## Excerpted passage
────────────────────────────────────────

Genetic studies are increasingly detecting cryptic taxa that likely represent a significant component of global biodiversity. However, cryptic taxa are often criticized because they are typically detected serendipitously and may not receive the follow-up study required to verify their geographic or evolutionary limits. Here, we follow-up a study of Eucalyptus salubris that unexpectedly detected two divergent lineages but was not sampled sufficiently to make clear interpretations. We undertook comprehensive sampling for an independent genomic analysis (3,605 SNPs) to investigate whether the two purported lineages remain discrete genetic entities or if they intergrade throughout the species’ range. We also assessed morphological and ecological traits, and sequenced chloroplast DNA. SNP results showed strong genome-wide divergence (FST=0.252) between two discrete lineages: one dominated the north and one the southern regions of the species’ range. Within lineages gene flow was high, with low differentiation (mean FST=0.056) spanning hundreds of kilometres. In the central region, the lineages were interspersed but maintained their genomic distinctiveness: an indirect demonstration of reproductive isolation. Populations of the southern lineage exhibited significantly lower specific leaf area and occurred on soils with lower phosphorus relative to the northern lineage. Finally, two major chloroplast haplotypes were associated with each lineage but were shared between lineages in the central distribution. Together, these results suggest that these lineages have non-contemporary origins and that ecotypic adaptive processes strengthened their divergence more recently. We conclude that these lineages warrant taxonomic recognition as separate species and provide fascinating insight to eucalypt speciation.

────────────────────────────────────────

## Set of tasks
1. Do these statements agree with the Eucalyptus salubris abstract? Answer yes or no for each, quoting the words from the abstract that decide it.
(a) The independent genomic analysis used 3,605 SNPs.
(b) In the central region, the two lineages merged and lost their genomic distinctiveness.
(c) Populations of the southern lineage occurred on soils with higher phosphorus than the northern lineage.
2. Answer these questions from the Eucalyptus salubris abstract:
(a) What FST value measured the genome-wide divergence between the two lineages?
(b) How many major chloroplast haplotypes were associated with each lineage?
(c) What do the authors conclude the lineages warrant?

## Recorded data
────────────────────────────────────────

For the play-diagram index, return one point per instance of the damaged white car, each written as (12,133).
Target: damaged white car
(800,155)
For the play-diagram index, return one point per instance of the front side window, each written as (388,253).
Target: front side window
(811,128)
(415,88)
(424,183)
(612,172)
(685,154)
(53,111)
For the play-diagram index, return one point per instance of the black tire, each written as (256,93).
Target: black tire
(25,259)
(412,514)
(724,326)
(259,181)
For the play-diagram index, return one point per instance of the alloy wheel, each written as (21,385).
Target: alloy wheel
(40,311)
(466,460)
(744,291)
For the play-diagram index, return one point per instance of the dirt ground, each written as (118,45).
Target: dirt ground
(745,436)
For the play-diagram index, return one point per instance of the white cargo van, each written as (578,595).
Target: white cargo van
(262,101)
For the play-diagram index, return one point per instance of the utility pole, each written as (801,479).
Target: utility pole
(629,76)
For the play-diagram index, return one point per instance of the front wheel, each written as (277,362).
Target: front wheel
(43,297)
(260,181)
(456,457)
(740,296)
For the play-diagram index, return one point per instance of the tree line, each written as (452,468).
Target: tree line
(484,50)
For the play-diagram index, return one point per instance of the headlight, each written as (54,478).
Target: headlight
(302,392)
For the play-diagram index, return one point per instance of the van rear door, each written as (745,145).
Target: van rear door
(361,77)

────────────────────────────────────────

## Solutions to the problems
1.
(a) Yes: "(3,605 SNPs)"
(b) No: "the lineages were interspersed but maintained their genomic distinctiveness"
(c) No: "occurred on soils with lower phosphorus relative to the northern lineage"

2.
(a) 0.252
(b) Two
(c) Taxonomic recognition as separate species